DATA TO USE
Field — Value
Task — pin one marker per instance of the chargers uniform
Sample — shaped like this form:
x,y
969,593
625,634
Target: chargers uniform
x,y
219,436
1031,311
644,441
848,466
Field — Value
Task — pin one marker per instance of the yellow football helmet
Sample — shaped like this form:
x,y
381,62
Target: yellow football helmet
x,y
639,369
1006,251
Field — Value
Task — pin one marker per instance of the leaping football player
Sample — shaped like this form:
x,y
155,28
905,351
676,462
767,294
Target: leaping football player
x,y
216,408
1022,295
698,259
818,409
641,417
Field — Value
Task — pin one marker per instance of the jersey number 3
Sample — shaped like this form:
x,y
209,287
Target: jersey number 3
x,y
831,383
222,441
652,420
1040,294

EXERCISE DETAILS
Repeat the records above exactly.

RESULT
Field — Value
Task — pin one marker per instance of the chargers uniform
Sample — shaped like this form:
x,y
969,593
625,634
Target: chargers uniform
x,y
219,436
1031,311
644,441
848,466
Field — Value
Task — pin one marker per instance of the yellow football helmet
Sample — shaped like this form:
x,y
381,62
Target: yellow football helmet
x,y
639,369
1006,251
Field — Value
Task — pin one marker per instance of the leaping football player
Sample — shaped like this form:
x,y
155,28
905,351
676,462
767,294
Target: leaping football player
x,y
216,408
1022,295
698,259
818,409
641,417
Field — Value
Task — pin one marker per instance of the jersey number 3
Sample — shaped like this form:
x,y
209,287
Target: jersey number 3
x,y
831,383
222,441
652,420
1040,294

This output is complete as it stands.